§ **EXERCISE MATERIALS**
───

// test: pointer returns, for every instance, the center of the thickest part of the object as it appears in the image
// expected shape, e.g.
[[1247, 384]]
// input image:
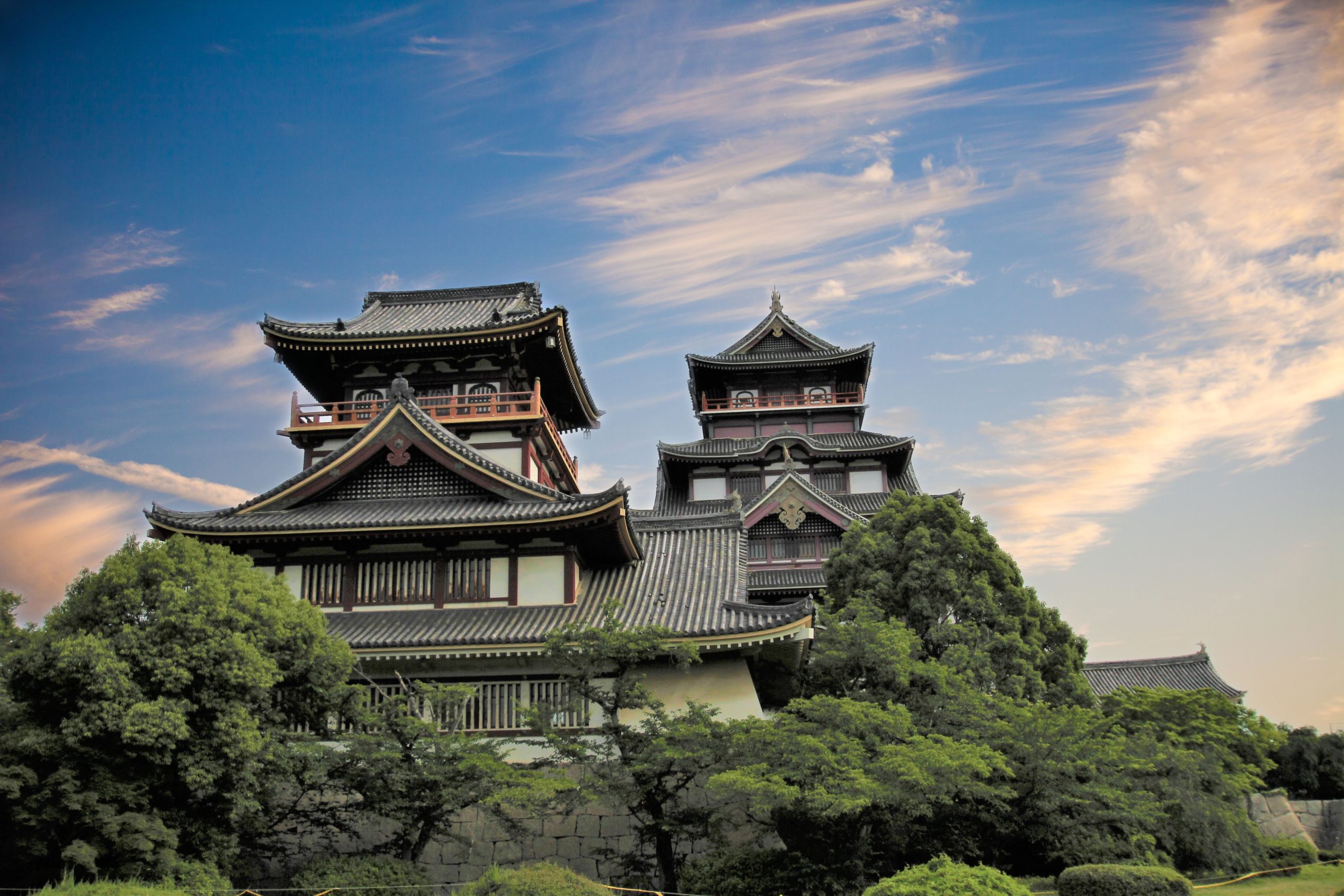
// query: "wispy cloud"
[[1229, 203], [783, 171], [135, 249], [27, 456], [1035, 347], [200, 344], [89, 313], [47, 535]]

───

§ **TRY IT**
Exact reproduction of the entries above is what's needed; images stay out.

§ **EXPECTED ANSWER**
// test: pointer returns, for every instance, the center of the thickest part of the object as it appears in the image
// expected shape, e.g.
[[1247, 384]]
// input image:
// query: "wispy cloud"
[[1229, 203], [783, 171], [135, 249], [27, 456], [1035, 347], [200, 344], [89, 313], [47, 535]]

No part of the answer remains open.